## Direction:
Reproduce the material below verbatim, leaving out the pictures.

Records from a collection:

......

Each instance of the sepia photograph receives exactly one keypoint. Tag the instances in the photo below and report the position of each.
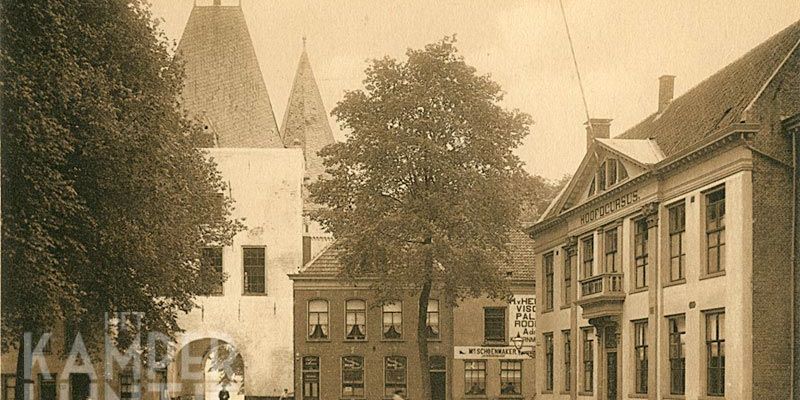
(399, 200)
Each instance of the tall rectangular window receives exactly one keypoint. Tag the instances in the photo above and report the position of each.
(588, 360)
(395, 373)
(494, 324)
(393, 320)
(47, 387)
(567, 360)
(715, 353)
(569, 266)
(128, 386)
(510, 377)
(677, 354)
(548, 281)
(588, 257)
(677, 254)
(255, 270)
(211, 259)
(355, 319)
(475, 377)
(433, 319)
(353, 377)
(640, 253)
(640, 352)
(611, 242)
(548, 361)
(310, 376)
(715, 230)
(318, 319)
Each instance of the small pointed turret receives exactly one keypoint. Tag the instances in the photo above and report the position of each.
(305, 123)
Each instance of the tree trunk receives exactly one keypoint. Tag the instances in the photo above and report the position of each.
(22, 387)
(422, 339)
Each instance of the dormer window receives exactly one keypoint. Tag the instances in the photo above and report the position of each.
(610, 173)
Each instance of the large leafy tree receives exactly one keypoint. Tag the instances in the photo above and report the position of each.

......

## Solution for this task:
Each instance of the sepia photograph receives exactly one keypoint. Tag the instances in the photo below and report the position of each.
(399, 200)
Each instance of the tall rectangular window receives exactly one keypoint. Tag the instances in the photo above and report the position of each.
(588, 360)
(395, 373)
(494, 324)
(393, 320)
(47, 387)
(567, 360)
(715, 353)
(569, 266)
(128, 386)
(510, 377)
(677, 354)
(548, 281)
(588, 257)
(677, 254)
(255, 270)
(211, 259)
(355, 319)
(475, 377)
(433, 319)
(353, 377)
(640, 253)
(640, 352)
(611, 242)
(548, 361)
(310, 376)
(715, 230)
(318, 319)
Each instance of the small pointed turret receives exactly one keypoint. Tag the instances in the photo above and report the position of each.
(305, 123)
Each instance of the tree trunk receives exactly one keypoint. Tag the instances in the photo above and report the position of each.
(22, 387)
(422, 339)
Each instance of the dormer window receives exactly one keypoint. Tag the instances in the photo above and report the position of each.
(610, 173)
Each instance of the large leafy tree receives exactly one keypoint. Tag the instances in the photo above and report the position of each.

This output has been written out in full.